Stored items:
--------------------------------------------------

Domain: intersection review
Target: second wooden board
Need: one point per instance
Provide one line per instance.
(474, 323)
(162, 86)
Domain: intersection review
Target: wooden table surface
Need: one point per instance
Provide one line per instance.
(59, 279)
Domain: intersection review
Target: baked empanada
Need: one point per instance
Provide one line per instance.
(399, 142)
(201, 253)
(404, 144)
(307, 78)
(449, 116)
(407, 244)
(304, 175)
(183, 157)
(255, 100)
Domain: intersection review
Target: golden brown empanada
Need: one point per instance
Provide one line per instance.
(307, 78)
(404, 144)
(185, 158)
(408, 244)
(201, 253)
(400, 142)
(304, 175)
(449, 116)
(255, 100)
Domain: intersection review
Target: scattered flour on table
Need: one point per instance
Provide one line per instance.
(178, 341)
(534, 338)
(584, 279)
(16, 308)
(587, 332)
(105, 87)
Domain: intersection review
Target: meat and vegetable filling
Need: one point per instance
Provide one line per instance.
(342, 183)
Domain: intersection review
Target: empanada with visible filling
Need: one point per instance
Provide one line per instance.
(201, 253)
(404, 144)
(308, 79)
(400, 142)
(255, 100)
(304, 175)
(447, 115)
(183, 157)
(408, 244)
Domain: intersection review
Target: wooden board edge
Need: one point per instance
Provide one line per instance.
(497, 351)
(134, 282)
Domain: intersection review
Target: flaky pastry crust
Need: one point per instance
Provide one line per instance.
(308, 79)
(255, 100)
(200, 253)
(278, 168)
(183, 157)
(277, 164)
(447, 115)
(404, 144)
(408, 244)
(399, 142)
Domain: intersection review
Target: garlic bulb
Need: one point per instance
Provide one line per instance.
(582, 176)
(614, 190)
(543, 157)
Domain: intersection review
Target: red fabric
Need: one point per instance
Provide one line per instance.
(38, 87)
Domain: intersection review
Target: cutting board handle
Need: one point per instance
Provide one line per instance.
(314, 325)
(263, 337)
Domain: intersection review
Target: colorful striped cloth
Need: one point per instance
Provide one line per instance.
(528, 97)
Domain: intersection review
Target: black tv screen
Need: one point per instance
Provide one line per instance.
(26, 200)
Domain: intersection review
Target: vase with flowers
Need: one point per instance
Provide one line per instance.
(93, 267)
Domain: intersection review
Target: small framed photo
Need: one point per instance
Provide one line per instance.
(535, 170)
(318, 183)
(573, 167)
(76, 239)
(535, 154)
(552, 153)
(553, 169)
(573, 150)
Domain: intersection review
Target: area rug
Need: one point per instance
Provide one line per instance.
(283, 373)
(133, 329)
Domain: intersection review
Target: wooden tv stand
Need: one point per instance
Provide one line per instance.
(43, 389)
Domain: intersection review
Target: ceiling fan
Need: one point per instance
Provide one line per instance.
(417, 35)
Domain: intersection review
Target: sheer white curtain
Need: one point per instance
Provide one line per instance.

--------------------------------------------------

> **Written request**: Repeat every entry word for word.

> **Exercise answer**:
Domain: intersection review
Target: second wooden board
Need: one point per instance
Provide one line per instance.
(474, 323)
(162, 86)
Domain: intersection review
Target: wooden table surface
Need: one point per instance
Provide one line per instance.
(59, 279)
Domain: intersection review
Target: baked empanada
Need: one point per instance
Provide one line per instance.
(399, 142)
(201, 253)
(404, 144)
(307, 78)
(449, 116)
(407, 244)
(304, 175)
(183, 157)
(255, 100)
Domain: intersection review
Target: golden brown empanada
Need: one point per instance
Provide one line per instance.
(307, 78)
(404, 144)
(185, 158)
(408, 244)
(201, 253)
(400, 142)
(304, 175)
(449, 116)
(255, 100)
Domain: intersection review
Target: scattered flour on table
Need: one point per instance
Provide one line per instance.
(178, 341)
(534, 338)
(584, 279)
(16, 308)
(587, 332)
(105, 87)
Domain: intersection review
Target: meat and vegetable filling
Need: one point per instance
Provide one line per instance.
(342, 183)
Domain: intersection review
Target: empanada with visible filling
Need: one point per instance
Provide one line per instance.
(201, 253)
(404, 144)
(308, 79)
(400, 142)
(255, 100)
(304, 175)
(447, 115)
(183, 157)
(408, 244)
Domain: intersection review
Target: wooden board edge
Need: one point per instance
Provide one line per instance.
(497, 351)
(134, 282)
Domain: intersection review
Target: flaky pastry crust
Need: one point per instance
Provide one line per instance.
(308, 79)
(255, 100)
(200, 253)
(278, 168)
(183, 157)
(277, 164)
(447, 115)
(404, 144)
(408, 244)
(399, 142)
Domain: intersection review
Target: garlic bulb
Need: one point per instance
Provide one line per instance.
(582, 176)
(614, 190)
(543, 157)
Domain: intersection review
Target: red fabric
Need: one point per instance
Provide one line per instance.
(38, 87)
Domain: intersection review
Target: cutting board handle
Need: one point per instance
Provide one line per instance.
(314, 325)
(263, 337)
Domain: intersection review
Target: colorful striped cloth
Need: one point per instance
Provide one line per instance.
(528, 97)
Domain: intersection review
Target: black tv screen
Need: one point per instance
Provide one line per instance.
(26, 200)
Domain: intersection review
Target: vase with flowers
Need: one point per instance
Provide one line per instance.
(93, 267)
Domain: intersection review
Target: small framed photo
Need: one point per instance
Provide one line per instance.
(535, 170)
(318, 183)
(573, 167)
(76, 239)
(535, 154)
(552, 153)
(553, 169)
(573, 150)
Domain: intersection review
Target: area rug
Need: one point per instance
Provide one line per instance.
(283, 373)
(133, 329)
Domain: intersection review
Target: wooden tv stand
Need: one point per instance
Provide one line per instance.
(43, 389)
Domain: intersection review
Target: ceiling fan
Need: one point per instance
Provide one line per instance.
(417, 35)
Domain: intersection review
Target: sheer white curtain
Need: one point per instance
Provide one line per instance.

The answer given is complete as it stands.